— REQUIRED ACTION 1 —
According to the attic ventilation fan text, what powers the fans in wind turbines?
— REQUIRED ACTION 2 —
Carry on the article about attic ventilation fans from its last sentence.

---------- GIVEN TEXT ----------

Attic ventilation fans provide protection against moisture build up and ice dams in the winter and heat build-up in the summer, which not only prolongs the life of your building materials but also improves the overall comfort of your building. Furthermore, it also helps reduce utility costs by lowering the load placed on the air conditioner and other appliances.

Installing an attic ventilation fan will usually address these issues. However, since all buildings are constructed differently, and they are not all exposed to the same climates, not every home will benefit from the same type of attic fan. Below, we’ll discuss the most common types of attic ventilation fans for residential buildings.

1. Wind Turbines

a large metallic wind turbine

Image Source: Home Depot

Wind turbines are a type of attic vent that utilizes a fan; however, they do not have motors to power them. Instead, they rely on the wind to power their fans. It is this rotating action triggered by the wind that draws moisture and hot air out of the attic.

These units are available in varying qualities. However, for a quieter operation, it is recommended that you select only a high-quality unit as they have permanently lubricated ball bearings or plastic bushings in the rotating mechanism that enable them to operate more smoothly as compared to their cheaper, squeakier counterparts.

Wind-powered fans provide attic ventilation by utilizing natural energy, which is a good choice for those looking to conserve energy. However, like many other natural energy sourced products, they may suffer from a lack of efficiency and operation if weather conditions aren’t right. When wind speeds are favorable, these fans produce ample air circulation throughout the attic.

2. Electrical Powered Fans

an electrical power fan for a house attic ventilation

Image Source: Green Building Advisor

Electrical powered attic fans are capable of circulating large amounts of air, and on a consistent basis, because they are powered by electricity. However, they typically cost more to operate than other attic fans, which is especially true when operating them in the summer when the fan is put to frequent use.

Various models also include adjustable thermostats which trigger the fan to operate when the attic reaches a certain temperature, and they are also available with a humidistat that detects levels of humidity and turn on. Most models are hardwired to the building’s electrical system; however, there are units that include built-in solar panels to operate the unit.

The installation of electrical powered fans require wiring; therefore, you will most likely need to hire an electrician, so be sure to factor this into your cost. Needless to say, power ventilators require electricity to operate; therefore, they may not be an effective choice to conserve energy.

---------- RECORDED DATA ----------

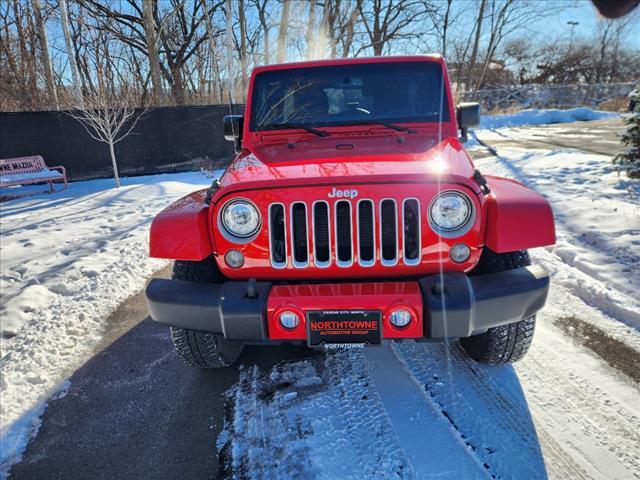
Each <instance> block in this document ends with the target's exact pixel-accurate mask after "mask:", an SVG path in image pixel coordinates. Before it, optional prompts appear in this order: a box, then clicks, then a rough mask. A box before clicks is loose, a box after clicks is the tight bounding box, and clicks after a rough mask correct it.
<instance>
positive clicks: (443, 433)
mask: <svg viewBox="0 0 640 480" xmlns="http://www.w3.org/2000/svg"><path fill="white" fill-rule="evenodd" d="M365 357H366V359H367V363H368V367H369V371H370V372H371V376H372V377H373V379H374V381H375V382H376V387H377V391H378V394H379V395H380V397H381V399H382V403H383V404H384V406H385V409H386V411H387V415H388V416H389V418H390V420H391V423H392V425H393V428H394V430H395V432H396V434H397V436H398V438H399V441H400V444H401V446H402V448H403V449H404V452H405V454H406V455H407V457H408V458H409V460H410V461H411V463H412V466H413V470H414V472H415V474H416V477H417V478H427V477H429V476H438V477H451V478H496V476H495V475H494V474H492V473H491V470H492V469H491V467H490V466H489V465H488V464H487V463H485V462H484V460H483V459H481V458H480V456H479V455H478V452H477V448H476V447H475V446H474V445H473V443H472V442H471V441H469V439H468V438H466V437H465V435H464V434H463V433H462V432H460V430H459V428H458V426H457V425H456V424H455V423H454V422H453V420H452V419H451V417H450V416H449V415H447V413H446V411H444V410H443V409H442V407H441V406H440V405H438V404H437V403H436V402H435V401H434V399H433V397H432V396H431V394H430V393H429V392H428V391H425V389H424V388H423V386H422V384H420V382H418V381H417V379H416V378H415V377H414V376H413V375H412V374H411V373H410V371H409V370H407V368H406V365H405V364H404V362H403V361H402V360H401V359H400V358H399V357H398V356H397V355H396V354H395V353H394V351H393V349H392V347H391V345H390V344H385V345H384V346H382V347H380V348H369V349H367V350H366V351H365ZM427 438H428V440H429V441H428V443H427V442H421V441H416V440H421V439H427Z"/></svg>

----------

— TASK RESULT 1 —
The wind powers them, since wind turbines have no motors.

— TASK RESULT 2 —
Additionally, since these units are designed to operate fairly quietly while providing efficient ventilation, the unit may cease to function unbeknownst to the occupants. Therefore, with this type of unit, it is often recommended that you undergo a brief inspection at least twice a year to ensure it is functioning properly.

3. Solar Attic Fans

a black solar attic fan on a roof

Image Source: Green-Buildings.com

Incorporating a solar attic fan in your building enables you to conserve electricity and gas when operating, which in turn reduces your energy bill due to less energy consumption.

When used in climates where there is sufficient sunlight, these fans are quite effective, but when used in climates that lack ample sunlight, they lose efficiency and fail to operate entirely when skies are cloudy. However, these fans can still operate as effective ventilators during periods of decreased sunshine and cost on average lower than electrical powered fans.

4. Ridge Vents

roof ridge vents for attic ventilation

Image Source: YouTube

Ridge vents are static, meaning they have no moving parts. This ventilation system provides cooling along the entire horizontal ridge of the roof. They are installed from end to end and have a low profile, which means they blend more aesthetically within your home.

The great advantage of a ridge vent is that it provides even distribution of temperature. With another form of ventilation, you often deal with hot and cold zones on the surface of the roof. Which brings us to yet another benefit – ridge vents prolong the life of your roof. The system is not dependent on wind, so regardless of the wind’s speed and direction, you get the same performance.

What Are the Benefits of Attic Ventilation Fans for Residential Buildings?

The main benefit of installing attic ventilation fans in your residential building is they help prolong the life of your building materials, including the shingles, which can become damaged due to excess moisture buildup and water backup due to ice dams. Attic ventilation fans also help lower your utility bills by decreasing the load placed on your air conditioner and other appliances that result from battling the excess heat.

Lastly, attic ventilation fans provide a more comfortable building by removing excess heat and moisture from the top level of your building, which can cause indoor temperatures to rise and even lead to mold growth, which can make it harder to breathe for those with respiratory issues.

How Much Does Attic Ventilation Fans Cost?

The cost of attic ventilation fans varies depending on various factors, including whether you select an electrically powered unit or a solar powered attic ventilation fan. According to reports, solar powered attic ventilation fans cost on average between $350 to $600 per unit, depending on manufacturer, capacity, and additional features, and no money to operate.

Electric-powered attic ventilation fans, on the other hand, are a bit pricier at about $70 to $300 per electric attic fan kit, and a humidistat, which when it senses moisture in the attic, activates the fan, costs an additional $90 to $150. You will also need to factor in operating costs, which can cost about $3 per month.

Lastly, you will also need to factor in installation costs, which averages between $30 to $70 per hour for professional installation, depending on the complexity and condition of the attic.

Summing Up

Before selecting your attic ventilation fan, be sure to consult with your local authorities concerning your area’s building codes and regulations, which will help determine the type of attic ventilation fan to select for your building. Additionally, when dealing with electric powered fans, be sure to hire a professional electrician to install the unit in order to help ensure efficient and safe operation.